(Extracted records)
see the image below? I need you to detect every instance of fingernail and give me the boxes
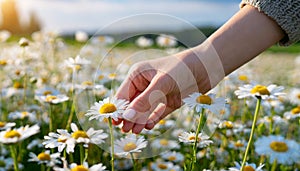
[123,109,136,120]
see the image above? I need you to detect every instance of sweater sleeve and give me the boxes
[240,0,300,46]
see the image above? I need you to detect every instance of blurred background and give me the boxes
[0,0,240,36]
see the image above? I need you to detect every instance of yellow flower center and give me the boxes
[4,130,21,138]
[82,81,93,86]
[188,135,200,142]
[15,70,21,76]
[37,152,51,161]
[98,74,105,80]
[0,60,7,66]
[238,75,249,82]
[0,122,6,127]
[75,65,81,70]
[224,121,233,129]
[159,139,169,146]
[159,120,166,125]
[72,130,88,139]
[21,112,29,118]
[158,163,168,169]
[243,166,255,171]
[269,141,288,152]
[99,103,117,114]
[13,82,23,89]
[108,73,117,79]
[71,165,89,171]
[45,95,57,102]
[123,142,137,152]
[43,91,53,96]
[168,156,176,161]
[291,107,300,114]
[250,85,270,96]
[234,141,244,148]
[57,137,67,143]
[196,95,212,105]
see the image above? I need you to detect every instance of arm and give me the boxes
[116,5,285,134]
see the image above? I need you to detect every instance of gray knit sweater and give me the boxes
[240,0,300,45]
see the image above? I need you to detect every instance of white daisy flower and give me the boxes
[254,135,300,165]
[27,139,44,150]
[161,151,184,163]
[8,111,36,122]
[288,88,300,105]
[85,97,129,122]
[70,123,108,147]
[54,161,106,171]
[0,30,11,43]
[183,92,226,114]
[75,31,89,42]
[284,106,300,120]
[0,121,15,130]
[91,35,114,45]
[151,160,182,171]
[115,159,133,170]
[19,37,30,47]
[229,161,264,171]
[136,36,153,48]
[64,55,91,70]
[114,134,148,157]
[0,124,40,144]
[156,34,177,48]
[35,94,69,104]
[151,139,179,150]
[153,119,175,130]
[235,84,285,100]
[178,132,213,148]
[28,150,61,167]
[35,86,60,97]
[228,140,247,151]
[43,129,75,154]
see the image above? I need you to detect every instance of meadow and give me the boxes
[0,31,300,171]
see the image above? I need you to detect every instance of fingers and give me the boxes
[145,105,174,130]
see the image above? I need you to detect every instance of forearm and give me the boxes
[176,5,285,92]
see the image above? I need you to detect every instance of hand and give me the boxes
[114,51,211,134]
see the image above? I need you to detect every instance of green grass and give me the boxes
[266,43,300,53]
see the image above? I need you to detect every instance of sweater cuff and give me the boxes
[240,0,300,46]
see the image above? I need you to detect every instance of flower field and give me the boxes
[0,30,300,171]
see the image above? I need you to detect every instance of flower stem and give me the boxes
[66,98,76,130]
[9,145,19,171]
[80,144,84,164]
[130,153,137,171]
[190,108,205,171]
[48,104,53,132]
[240,98,262,171]
[108,117,115,171]
[83,147,89,163]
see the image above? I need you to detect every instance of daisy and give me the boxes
[152,138,179,149]
[254,135,300,165]
[153,119,175,130]
[228,140,247,151]
[0,124,40,144]
[0,121,15,130]
[85,97,128,122]
[161,151,184,163]
[64,55,91,71]
[43,129,75,154]
[288,88,300,105]
[91,35,114,45]
[70,123,108,147]
[0,30,11,43]
[178,132,213,148]
[27,139,44,150]
[115,159,133,170]
[151,160,182,171]
[284,106,300,120]
[28,150,61,167]
[35,94,69,104]
[35,86,60,97]
[135,36,153,48]
[54,161,106,171]
[156,34,177,48]
[183,92,226,114]
[229,161,264,171]
[75,31,89,42]
[8,111,36,122]
[114,134,148,157]
[235,84,285,100]
[18,37,30,47]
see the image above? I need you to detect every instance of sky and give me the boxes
[9,0,241,33]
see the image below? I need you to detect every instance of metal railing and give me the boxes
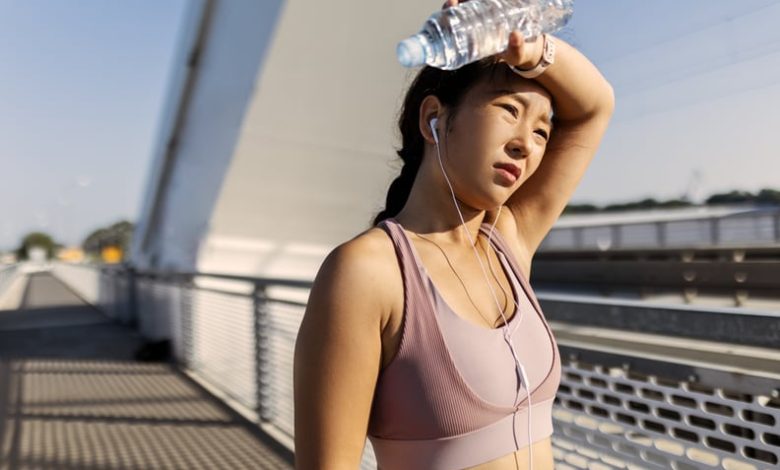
[0,263,19,302]
[50,263,780,470]
[542,207,780,251]
[50,263,380,469]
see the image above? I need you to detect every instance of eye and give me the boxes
[499,103,518,118]
[535,129,549,140]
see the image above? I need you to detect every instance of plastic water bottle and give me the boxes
[397,0,574,70]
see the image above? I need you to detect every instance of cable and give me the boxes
[597,0,780,67]
[432,127,534,469]
[614,71,780,123]
[614,39,780,100]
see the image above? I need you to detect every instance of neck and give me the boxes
[393,150,495,247]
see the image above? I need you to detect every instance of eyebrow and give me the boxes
[489,88,553,129]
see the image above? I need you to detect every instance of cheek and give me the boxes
[526,153,545,176]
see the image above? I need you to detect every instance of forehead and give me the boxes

§ WORK INSTRUCTIONS
A precise copy of each record, with the images removed, should be output.

§ EXPECTED ANSWER
see the image below? I need you to detect every instance of fingernail and give me the boxes
[123,109,136,120]
see the image above? I need you to detect every instance of sweater sleeve and give me the boxes
[240,0,300,46]
see the image above? I need you to detect every instance of blurred background and give me the boxes
[0,0,240,36]
see the image above? I need you to detect every instance of yellow flower center and give me the boxes
[4,130,21,138]
[82,81,93,86]
[188,135,200,142]
[15,70,21,76]
[37,152,51,161]
[98,74,105,80]
[0,60,7,66]
[238,75,249,82]
[0,122,6,127]
[75,65,81,70]
[224,121,233,129]
[159,139,169,146]
[159,120,166,125]
[72,130,88,139]
[21,112,29,118]
[158,163,168,169]
[243,166,255,171]
[269,141,288,152]
[99,103,117,114]
[13,82,23,89]
[108,73,117,79]
[71,165,89,171]
[45,95,57,102]
[123,142,137,152]
[43,91,53,96]
[168,156,176,161]
[291,107,300,114]
[250,85,270,96]
[234,141,244,148]
[57,137,67,143]
[196,95,212,105]
see the image above? I need you to detect every instance of arm and give me the boxes
[116,5,285,134]
see the image above? I need you to detect every instance of gray knit sweater and give me the boxes
[240,0,300,45]
see the image above? I need you to detect every instance of white daisy flower and give me the boxes
[254,135,300,165]
[27,139,44,150]
[161,151,184,163]
[8,111,36,122]
[288,88,300,105]
[85,97,129,122]
[70,123,108,147]
[54,161,106,171]
[0,30,11,43]
[183,92,226,114]
[75,31,89,42]
[284,106,300,120]
[0,121,15,130]
[91,35,114,45]
[151,160,182,171]
[115,159,133,170]
[19,37,30,47]
[229,161,264,171]
[136,36,153,48]
[64,55,91,70]
[114,134,148,157]
[0,124,40,144]
[156,34,177,48]
[35,94,69,104]
[151,139,179,150]
[153,119,175,130]
[235,84,285,100]
[178,132,213,148]
[28,150,61,167]
[35,86,60,97]
[228,140,247,151]
[43,129,75,154]
see the image above? I need you to detect every instance of meadow and give me the boxes
[0,31,300,171]
see the image above? I need you to detect every instance of fingers and give me the boxes
[145,105,174,130]
see the image above? I need you to detect every instance of forearm and give me the boxes
[176,5,285,92]
see the image above? I need you to detect every instance of hand and give me the boxes
[114,51,211,134]
see the image above? I need you to detect every instance of green grass and give me the boxes
[266,43,300,53]
see the image above? I need you to detect every instance of sweater cuff and give me the boxes
[240,0,300,46]
see the image above? I need you to detect every instance of flower field and give me the boxes
[0,30,300,171]
see the image above? I need you to detect every instance of flower stem and give me the boxes
[66,98,76,130]
[9,145,19,171]
[80,144,84,164]
[130,153,137,171]
[190,108,205,171]
[48,104,53,132]
[240,98,262,171]
[108,117,115,171]
[83,147,89,163]
see the image above? I need you to detect every instance of daisy and give me the boxes
[152,138,179,149]
[254,135,300,165]
[153,119,175,130]
[228,140,247,151]
[0,124,40,144]
[0,121,15,130]
[85,97,128,122]
[161,151,184,163]
[64,55,91,71]
[43,129,75,154]
[288,88,300,105]
[91,35,114,45]
[70,123,108,147]
[0,30,11,43]
[178,132,213,148]
[27,139,44,150]
[115,159,133,170]
[151,160,182,171]
[284,106,300,120]
[28,150,61,167]
[35,94,69,104]
[35,86,60,97]
[135,36,153,48]
[54,161,106,171]
[156,34,177,48]
[183,92,226,114]
[229,161,264,171]
[75,31,89,42]
[8,111,36,122]
[114,134,148,157]
[235,84,285,100]
[18,37,30,47]
see the image above? I need you to detect every instance of sky and give me the boxes
[9,0,241,33]
see the image below? I need you to detect every instance of metal railing and give me the boxes
[0,263,19,302]
[50,263,780,470]
[542,207,780,251]
[50,263,380,469]
see the image above? I need you to detect every instance of eye and give me the boxes
[499,103,518,118]
[535,129,549,140]
see the image above? I need you to detect every instance of plastic water bottle and give me the boxes
[397,0,574,70]
see the image above? I need you to detect every instance of cable and give me the boxes
[597,0,780,67]
[432,127,534,469]
[614,71,780,123]
[614,39,780,100]
see the image above? I need you to detect every instance of neck and give me the boxes
[393,150,495,247]
see the image above? I need you to detect every instance of eyebrow and give me the boxes
[489,88,553,129]
see the image above? I need you to detect every instance of cheek and give me the boxes
[526,153,545,176]
see the image above? I need you to detect every instance of forehead and give me the boxes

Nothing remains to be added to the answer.